Texte source:
Robert et Gisèle sont tous deux âgés de plus de 75 ans.



«Nous avons une fille unique qui sera naturellement notre héritière, dit Robert. Elle demeure en France et a trois enfants en bas âge.»

Geneviève ne reviendra pas vivre au Canada avant que le plus jeune de ses enfants ait 18 ans, soit dans une quinzaine d'années.

«À cause de nos états de santé et notre âge avancé, les chances (si on peut dire) sont que notre fille héritera de nos biens avant son retour probable au pays, poursuit Robert. Les taxes successorales sont très élevées en France, mais inexistantes au Canada. Pour éviter cette imposition onéreuse française, nous recherchons une solution pratique qui éviterait de donner inutilement ainsi une somme d'argent importante et non récupérable en cas de retour au Canada.»

Ils ont songé à une fiducie testamentaire, mais les frais d'administration, très élevés sur une longue période, les font hésiter. La somme en jeu le justifie-t-il?

Comment éviter la double imposition?

Un cas de fiducie

Au contraire de la France, il n'y a pas d'impôt spécifique sur les successions au Canada. Ici, par contre, le défunt est présumé disposer de l'ensemble de ses biens au moment de son décès, et les impôts applicables (sur le gain en capital, par exemple) sont alors exigés.

À combien s'élèveraient-ils?

Robert et Gisèle se lèguent d'abord mutuellement tous leurs biens - sans impact fiscal donc - et ce n'est qu'au second décès que le fisc aura un mot à dire. Les fonds enregistrés de revenus de retraite (FERR) du couple s'élèvent à 1 250 000$, leurs épargnes non enregistrées à 850 000$, et ils possèdent enfin un duplex valant 700 000$.

Selon l'évaluation de la notaire et planificatrice financière Guylaine Lafleur, de Bachand Lafleur Preston Groupe conseil, les impôts totaliseraient environ 700 000$, laissant un héritage de 2 000 000$.

«Il s'agit d'un patrimoine successoral significatif», commente-t-elle. C'est le moins qu'on puisse dire. Mais nous nous intéressons ici au principe.

Selon les recherches de notre conseillère, un legs en pleine propriété à Geneviève, résidente en France, entraînerait dans ce pays des impôts successoraux à un taux progressif qui s'élève jusqu'à 40%.

De même, toute somme que lui verserait la fiducie testamentaire pendant son séjour en France serait imposée de la même façon.

«Dans les successions où les règles fiscales et légales d'autres pays entrent en jeu, il est important de consulter des fiscalistes spécialisés en ce domaine, ce qui devrait être fait dans le présent cas», avise au passage la notaire.

Rappelons le principe de la fiducie testamentaire. L'auteur du testament crée un patrimoine distinct - la fiducie -, dont il confie la gestion à des fiduciaires. Ceux-ci distribueront ces biens en temps et selon les modalités voulus au testament.

Jeu de données:
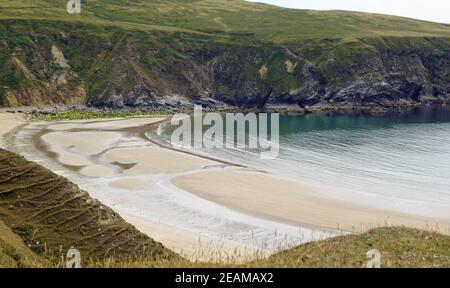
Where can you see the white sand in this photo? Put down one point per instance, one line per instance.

Consigne:
Répondez à ces questions d'après le texte sur la succession de Robert et Gisèle :
1. Dans combien de temps environ Geneviève doit-elle revenir vivre au Canada ?
2. À combien s'élèvent les fonds enregistrés de revenus de retraite (FERR) du couple ?
3. Jusqu'à quel taux peuvent monter en France les impôts successoraux sur un legs en pleine propriété à Geneviève ?

Réponse:
1. Dans une quinzaine d'années.
2. 1 250 000 $.
3. 40 %.